• **EXERCISE REQUIREMENTS**: Copy the material from its start up to and including the line with "<point>77,26</point>", switching "lizard" to "gecko" and keeping everything else the same.

..........

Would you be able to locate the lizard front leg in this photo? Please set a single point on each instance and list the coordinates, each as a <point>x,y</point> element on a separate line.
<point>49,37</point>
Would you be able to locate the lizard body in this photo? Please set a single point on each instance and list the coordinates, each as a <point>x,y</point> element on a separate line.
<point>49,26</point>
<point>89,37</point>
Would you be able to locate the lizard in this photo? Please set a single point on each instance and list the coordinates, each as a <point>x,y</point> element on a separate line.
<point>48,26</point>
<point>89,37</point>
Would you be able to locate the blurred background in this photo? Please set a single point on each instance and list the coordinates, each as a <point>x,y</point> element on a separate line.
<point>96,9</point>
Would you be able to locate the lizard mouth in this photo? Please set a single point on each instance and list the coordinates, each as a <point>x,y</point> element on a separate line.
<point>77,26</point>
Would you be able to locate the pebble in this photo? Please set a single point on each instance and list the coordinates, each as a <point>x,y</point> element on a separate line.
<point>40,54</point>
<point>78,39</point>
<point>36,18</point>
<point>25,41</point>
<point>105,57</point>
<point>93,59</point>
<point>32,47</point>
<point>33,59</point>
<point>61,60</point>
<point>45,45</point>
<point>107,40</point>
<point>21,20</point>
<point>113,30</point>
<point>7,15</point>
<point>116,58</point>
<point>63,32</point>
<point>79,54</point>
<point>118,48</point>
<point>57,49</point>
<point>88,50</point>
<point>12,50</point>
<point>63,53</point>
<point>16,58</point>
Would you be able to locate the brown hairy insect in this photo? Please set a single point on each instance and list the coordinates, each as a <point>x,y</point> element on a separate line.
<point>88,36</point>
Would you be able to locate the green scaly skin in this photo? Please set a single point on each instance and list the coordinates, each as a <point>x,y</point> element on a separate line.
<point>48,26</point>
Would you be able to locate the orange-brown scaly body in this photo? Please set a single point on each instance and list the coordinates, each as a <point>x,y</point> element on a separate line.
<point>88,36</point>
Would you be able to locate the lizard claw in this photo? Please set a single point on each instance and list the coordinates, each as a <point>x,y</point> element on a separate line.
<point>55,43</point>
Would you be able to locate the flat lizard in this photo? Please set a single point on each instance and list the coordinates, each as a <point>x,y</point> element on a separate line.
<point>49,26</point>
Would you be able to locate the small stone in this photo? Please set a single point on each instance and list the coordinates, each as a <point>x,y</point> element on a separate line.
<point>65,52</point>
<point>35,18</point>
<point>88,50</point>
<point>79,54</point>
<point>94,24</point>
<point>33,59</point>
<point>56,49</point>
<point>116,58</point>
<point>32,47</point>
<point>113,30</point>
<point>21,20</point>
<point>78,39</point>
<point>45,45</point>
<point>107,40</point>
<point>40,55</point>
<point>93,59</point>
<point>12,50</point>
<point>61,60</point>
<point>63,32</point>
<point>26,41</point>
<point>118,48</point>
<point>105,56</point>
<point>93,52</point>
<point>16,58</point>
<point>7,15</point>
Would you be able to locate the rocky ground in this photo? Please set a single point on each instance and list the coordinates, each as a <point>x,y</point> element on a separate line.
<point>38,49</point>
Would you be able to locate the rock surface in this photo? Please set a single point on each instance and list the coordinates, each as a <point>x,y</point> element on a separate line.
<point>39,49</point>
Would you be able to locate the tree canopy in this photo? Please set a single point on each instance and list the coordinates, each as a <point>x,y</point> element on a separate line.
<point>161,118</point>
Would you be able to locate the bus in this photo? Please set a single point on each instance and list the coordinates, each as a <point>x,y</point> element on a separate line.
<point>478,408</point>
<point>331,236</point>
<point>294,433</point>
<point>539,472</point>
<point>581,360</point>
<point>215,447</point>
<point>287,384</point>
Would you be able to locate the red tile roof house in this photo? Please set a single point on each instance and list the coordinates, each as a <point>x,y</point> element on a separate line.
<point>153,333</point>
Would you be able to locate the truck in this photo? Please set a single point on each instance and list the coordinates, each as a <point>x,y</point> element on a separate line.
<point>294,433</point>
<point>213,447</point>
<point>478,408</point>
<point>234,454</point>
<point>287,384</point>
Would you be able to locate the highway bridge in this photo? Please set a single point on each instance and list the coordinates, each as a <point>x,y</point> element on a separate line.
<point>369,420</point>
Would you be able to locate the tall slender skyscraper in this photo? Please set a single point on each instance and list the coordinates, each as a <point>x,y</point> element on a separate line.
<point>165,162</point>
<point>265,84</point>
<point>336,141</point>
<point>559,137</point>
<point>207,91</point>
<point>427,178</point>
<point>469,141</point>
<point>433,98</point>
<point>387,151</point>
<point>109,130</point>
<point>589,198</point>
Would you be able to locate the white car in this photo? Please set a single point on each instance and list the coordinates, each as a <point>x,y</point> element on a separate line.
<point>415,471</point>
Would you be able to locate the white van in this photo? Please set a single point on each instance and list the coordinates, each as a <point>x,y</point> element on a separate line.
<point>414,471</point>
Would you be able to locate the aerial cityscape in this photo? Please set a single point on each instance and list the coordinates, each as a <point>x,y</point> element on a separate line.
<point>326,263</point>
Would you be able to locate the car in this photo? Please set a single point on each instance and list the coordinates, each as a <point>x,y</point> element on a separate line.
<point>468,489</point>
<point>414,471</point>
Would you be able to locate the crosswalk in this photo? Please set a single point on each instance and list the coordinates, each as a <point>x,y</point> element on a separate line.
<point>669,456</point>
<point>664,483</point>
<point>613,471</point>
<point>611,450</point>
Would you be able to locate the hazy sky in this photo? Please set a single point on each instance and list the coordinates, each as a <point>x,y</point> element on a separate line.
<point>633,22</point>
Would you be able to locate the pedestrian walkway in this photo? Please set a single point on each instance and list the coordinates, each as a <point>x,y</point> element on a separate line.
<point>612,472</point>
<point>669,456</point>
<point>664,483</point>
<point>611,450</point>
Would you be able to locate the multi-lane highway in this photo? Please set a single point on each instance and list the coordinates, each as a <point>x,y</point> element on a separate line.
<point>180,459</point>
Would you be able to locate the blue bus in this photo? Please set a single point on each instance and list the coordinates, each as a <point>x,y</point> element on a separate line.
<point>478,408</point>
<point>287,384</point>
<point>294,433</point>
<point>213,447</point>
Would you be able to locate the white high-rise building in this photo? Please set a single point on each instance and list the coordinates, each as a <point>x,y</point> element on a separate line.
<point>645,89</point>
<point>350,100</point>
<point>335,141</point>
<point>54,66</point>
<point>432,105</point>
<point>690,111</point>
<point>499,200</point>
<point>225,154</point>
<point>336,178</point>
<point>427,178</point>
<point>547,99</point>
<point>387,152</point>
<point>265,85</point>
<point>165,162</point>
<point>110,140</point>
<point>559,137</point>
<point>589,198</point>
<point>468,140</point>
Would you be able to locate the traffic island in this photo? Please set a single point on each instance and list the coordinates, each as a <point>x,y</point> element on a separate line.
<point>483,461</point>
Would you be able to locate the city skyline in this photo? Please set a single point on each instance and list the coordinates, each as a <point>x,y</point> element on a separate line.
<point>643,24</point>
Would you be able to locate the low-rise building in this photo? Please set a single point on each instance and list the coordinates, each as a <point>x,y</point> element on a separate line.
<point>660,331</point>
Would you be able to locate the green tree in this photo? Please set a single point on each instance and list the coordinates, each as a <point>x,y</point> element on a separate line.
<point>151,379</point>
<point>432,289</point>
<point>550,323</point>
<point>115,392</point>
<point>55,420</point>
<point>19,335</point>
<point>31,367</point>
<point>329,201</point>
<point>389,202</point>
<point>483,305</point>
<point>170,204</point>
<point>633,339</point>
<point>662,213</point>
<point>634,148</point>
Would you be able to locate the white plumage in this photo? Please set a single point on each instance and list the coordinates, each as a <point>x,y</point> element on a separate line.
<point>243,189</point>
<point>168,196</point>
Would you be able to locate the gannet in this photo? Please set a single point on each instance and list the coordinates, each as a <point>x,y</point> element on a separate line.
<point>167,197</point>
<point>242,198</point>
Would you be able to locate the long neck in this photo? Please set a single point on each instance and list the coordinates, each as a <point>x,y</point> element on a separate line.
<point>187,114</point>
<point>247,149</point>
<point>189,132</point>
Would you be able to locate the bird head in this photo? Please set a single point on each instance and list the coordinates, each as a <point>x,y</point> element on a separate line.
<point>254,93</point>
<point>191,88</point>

..........

• **REPLY TO THE EXERCISE**:
Would you be able to locate the gecko front leg in this photo? Please set a single point on each instance and list the coordinates, each as a <point>x,y</point> element on a separate line.
<point>49,37</point>
Would you be able to locate the gecko body in this photo? Please set a single point on each instance and list the coordinates, each as a <point>x,y</point> element on a separate line.
<point>49,26</point>
<point>89,37</point>
Would you be able to locate the gecko in this photo? Please set a single point on each instance and list the coordinates, each as a <point>x,y</point> element on a separate line.
<point>48,26</point>
<point>89,37</point>
Would you be able to locate the blurred background in this photo? Please set a single point on each instance and list the coordinates, each as a <point>x,y</point> element on a separate line.
<point>96,9</point>
Would you be able to locate the gecko mouth in this photo? Please set a single point on each instance and list the coordinates, each as a <point>x,y</point> element on a separate line.
<point>77,26</point>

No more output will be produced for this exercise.